Compiti da svolgere |
[a] Traduca in inglese la frase «È il nono tra i dodici figli di Cesare e Filomena.», tratta dal testo su don Zeno e Nomadelfia.
[b] Prosegua il testo su don Zeno e Nomadelfia a partire dall'ultima frase riportata.

Estratto della pagina |

“Nomadelfia” dal greco significa: “legge della fraternità”.

Su questa legge don Zeno Saltini (1900 – 1981) ha fondato un nuovo popolo: Nomadelfia.

Don Zeno, padre e fondatore di Nomadelfia

Zeno Saltini nasce a Fossoli di Carpi (Modena) il 30 Agosto 1900 in una famiglia patriarcale benestante.
È il nono tra i dodici figli di Cesare e Filomena.
Nel 1914 rifiuta la scuola e va a lavorare in campagna con gli operai del nonno, Giuseppe Saltini.
Soldato di leva a Firenze, nel 1920, ha una violenta discussione con un amico anarchico, il quale sostiene che Cristo e la Chiesa sono di ostacolo al progresso umano. Lui sostiene il contrario, pur riconoscendo che i cristiani sono in gran parte incoerenti. Ma l’anarchico è istruito e vince lo scontro verbale. Zeno decide: “Gli risponderò con la mia vita. Cambio civiltà cominciando da me stesso. Non voglio più essere né padrone né servo “. Riprende gli studi.
Nel dicembre 1929 si laurea in legge all’Università Cattolica di Milano.
Nel 1931, dopo un solo anno di seminario, celebra la Prima Messa nel duomo di Carpi e si fa padre di un ragazzo appena uscito dal carcere, Danilo “Barile”, il primo di 5000 figli.
Nel 1941 Irene, una ragazza di 18 anni, scappa di casa per farsi mamma di questi bambini. È la prima mamma di vocazione. In seguito, altre giovani donne la seguiranno.
Anche diversi sacerdoti si uniscono a don Zeno.
Dopo l’8 settembre 1943 don Zeno, che già prima era stato arrestato e denunciato al Tribunale militare, riesce ad attraversare il fronte e a raggiungere la zona libera al Sud.
Molti dei giovani Piccoli Apostoli partecipano alla Resistenza e sette perdono la vita. Tra loro anche un sacerdote, mentre altri tre sacerdoti vengono imprigionati e rischiano la fucilazione per l’aiuto dato agli Ebrei.
Nel 1947 i Piccoli Apostoli, sparsi in varie località del modenese, occupano l’ex campo di concentramento di Fossoli che trasformano nella città “dove la fraternità è legge”: Nomadelfia.
Si formano le prime famiglie di sposi, disposti anch’essi ad accogliere come figli i fanciulli in stato di abbandono.
Nel febbraio 1948 i Nomadelfi approvano e sottoscrivono sull’altare la loro Costituzione. Poco dopo 120 bambini del brefotrofio di Roma vengono accolti a Nomadelfia.

Dati elencati |
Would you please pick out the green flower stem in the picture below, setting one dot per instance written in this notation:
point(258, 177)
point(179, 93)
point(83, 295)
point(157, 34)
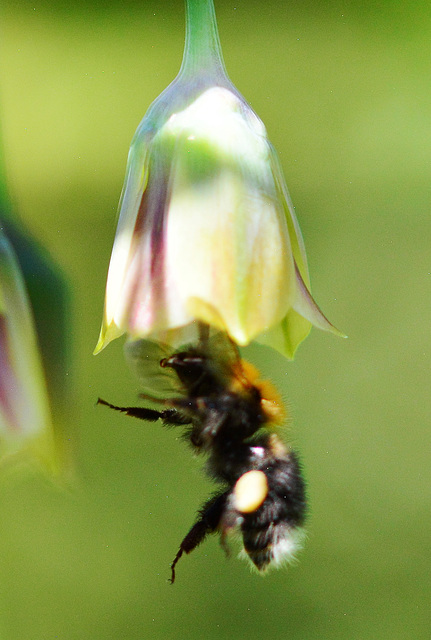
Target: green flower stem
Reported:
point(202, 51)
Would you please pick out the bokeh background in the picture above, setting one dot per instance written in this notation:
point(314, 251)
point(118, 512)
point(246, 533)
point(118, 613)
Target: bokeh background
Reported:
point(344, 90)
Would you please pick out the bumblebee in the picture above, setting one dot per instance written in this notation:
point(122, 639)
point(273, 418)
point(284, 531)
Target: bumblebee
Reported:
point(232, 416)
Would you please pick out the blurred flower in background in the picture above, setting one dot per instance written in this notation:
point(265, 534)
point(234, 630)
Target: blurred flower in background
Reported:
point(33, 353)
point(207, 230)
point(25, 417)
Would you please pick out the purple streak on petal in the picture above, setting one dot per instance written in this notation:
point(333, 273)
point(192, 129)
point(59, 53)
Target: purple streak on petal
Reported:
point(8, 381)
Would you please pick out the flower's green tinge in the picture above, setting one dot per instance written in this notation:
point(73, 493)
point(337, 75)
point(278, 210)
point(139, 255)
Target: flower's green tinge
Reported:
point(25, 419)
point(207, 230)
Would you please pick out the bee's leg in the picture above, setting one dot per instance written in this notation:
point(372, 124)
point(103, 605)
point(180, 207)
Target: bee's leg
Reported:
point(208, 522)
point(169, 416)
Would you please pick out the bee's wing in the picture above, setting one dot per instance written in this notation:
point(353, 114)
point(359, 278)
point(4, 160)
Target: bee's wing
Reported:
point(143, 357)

* * *

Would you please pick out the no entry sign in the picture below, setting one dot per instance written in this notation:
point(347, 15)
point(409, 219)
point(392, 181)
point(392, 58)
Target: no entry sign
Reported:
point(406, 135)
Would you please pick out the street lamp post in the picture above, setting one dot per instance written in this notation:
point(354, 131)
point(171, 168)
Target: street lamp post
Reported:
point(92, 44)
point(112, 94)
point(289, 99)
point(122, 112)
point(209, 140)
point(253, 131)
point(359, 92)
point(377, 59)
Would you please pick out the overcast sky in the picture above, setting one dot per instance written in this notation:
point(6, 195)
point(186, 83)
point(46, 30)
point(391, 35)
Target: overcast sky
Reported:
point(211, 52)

--

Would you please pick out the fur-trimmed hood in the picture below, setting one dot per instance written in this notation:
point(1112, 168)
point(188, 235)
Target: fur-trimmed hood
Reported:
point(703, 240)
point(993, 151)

Risposte ai compiti |
[a] He is the ninth of the twelve children of Cesare and Filomena.

[b]
Nel 1950 don Zeno propone al popolo una nuova politica con il “Movimento della Fraternità Umana”, ma questo impegno gli fa crescere attorno ostilità e contrasti.
Il 5 febbraio 1952, con un decreto del S. Ufficio, don Zeno viene allontanato e la Comunità è sciolta.
Alla fine del 1953 chiede ed ottiene pro-gratia la riduzione allo stato laicale per poter continuare a vivere come padre del suo popolo.
Nel 1962 don Zeno riprende l’esercizio del sacerdozio e Nomadelfia viene eretta a parrocchia.
Gli ultimi anni sono anni sempre permeati dall’ansia di andare al popolo per proporre una strada diversa. Nascono iniziative come le Serate, la Nomade, la Carovana, il teatro-tenda.
Il 12 agosto 1980 don Zeno con i figli di Nomadelfia offre una Serata di danze al Papa Giovanni Paolo II a Castel Gandolfo e, pochi mesi dopo quell’abbraccio, muore a Nomadelfia il 15 gennaio 1981.
Dopo la morte del fondatore, Nomadelfia ha continuato sulla strada che don Zeno ha tracciato. E domenica 21 maggio 1989 Papa Giovanni Paolo II è a Nomadelfia. Tra l’altro in quella occasione dice: “Siete una parrocchia che si ispira al modello descritto dagli Atti degli Apostoli… Una società che prepara le sue leggi ispirandosi agli ideali predicati da Cristo. Vi chiedo di amare la Chiesa, poiché anch’essa vi ama ed apprezza la vostra esperienza”.
I nomadelfi hanno portato a termine negli anni ’90 il lavoro di fusione delle costituzioni e la costituzione è stata definitivamente approvata dalla S. Sede il 18 giugno 2000. Era l’anno centenario della nascita di don Zeno.
Il 10 maggio 2018 anche papa Francesco è venuto a Nomadelfia e l’ha definita “una realtà profetica che si propone di realizzare una nuova civiltà, attuando il Vangelo come forma di vita buona e bella”.

Nomadelfia un piccolo popolo comunitario

È una popolazione di 300 persone, 50 famiglie, che attualmente hanno costituito un piccolo paese su un territorio di 4 Km2 in Toscana vicino a Grosseto. È un popolo diverso, “nuovo”, perché formato da persone volontarie: cattolici che vivono insieme con lo scopo di costruire una nuova civiltà fondata sul Vangelo.
Per la Chiesa è una “associazione privata” e una parrocchia comunitaria.
Per lo Stato è un’associazione civile.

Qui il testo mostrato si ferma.